— QUÉ HACER —
En la cita del acusador dentro del fragmento sobre Estéfano, ¿qué acciones se le atribuyen como sicofante? Enumérelas todas.

Una descripción de una persona así —Estéfano— la tenemos en el indecoroso y ameno discurso Contra Neera (Demóstenes LIX, probablemente no escrito por éste). En este violento ataque Estéfano aparece como un chantajista que vive de las ganancias inmorales de su mujer y cuyas hijas, dedicadas al comercio infamante, él ha casado ilegalmente con ciudadanos del Ática haciéndoles creer que son sus propias hijas, nacidas de madre ateniense. «Este individuo, dice su acusador, no ha obtenido ninguna ganancia digna de mención procedente de su vida política, pues todavía no era uno de los oradores corrientes, sino solo un sicofante, que se sentaba junto a la plataforma y gritaba, haciendo acusaciones y brindando informaciones mediante soborno, apoderándose además de las propuestas de otras personas. Entonces Calístrato lo protegió». Este Calístrato fue uno de los principales estadistas de su tiempo, aunque infortunado, pues finalmente fue condenado a muerte en un momento de indignación popular cuando un advenedizo de Tesalia llevó a cabo una incursión naval contra el Pireo.

— MATERIAL PROPORCIONADO —
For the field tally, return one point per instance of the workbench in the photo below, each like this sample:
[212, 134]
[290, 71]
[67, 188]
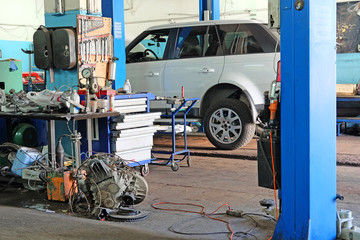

— RESPUESTA —
- Se sentaba junto a la plataforma.
- Gritaba.
- Hacía acusaciones.
- Brindaba informaciones mediante soborno.
- Se apoderaba de las propuestas de otras personas.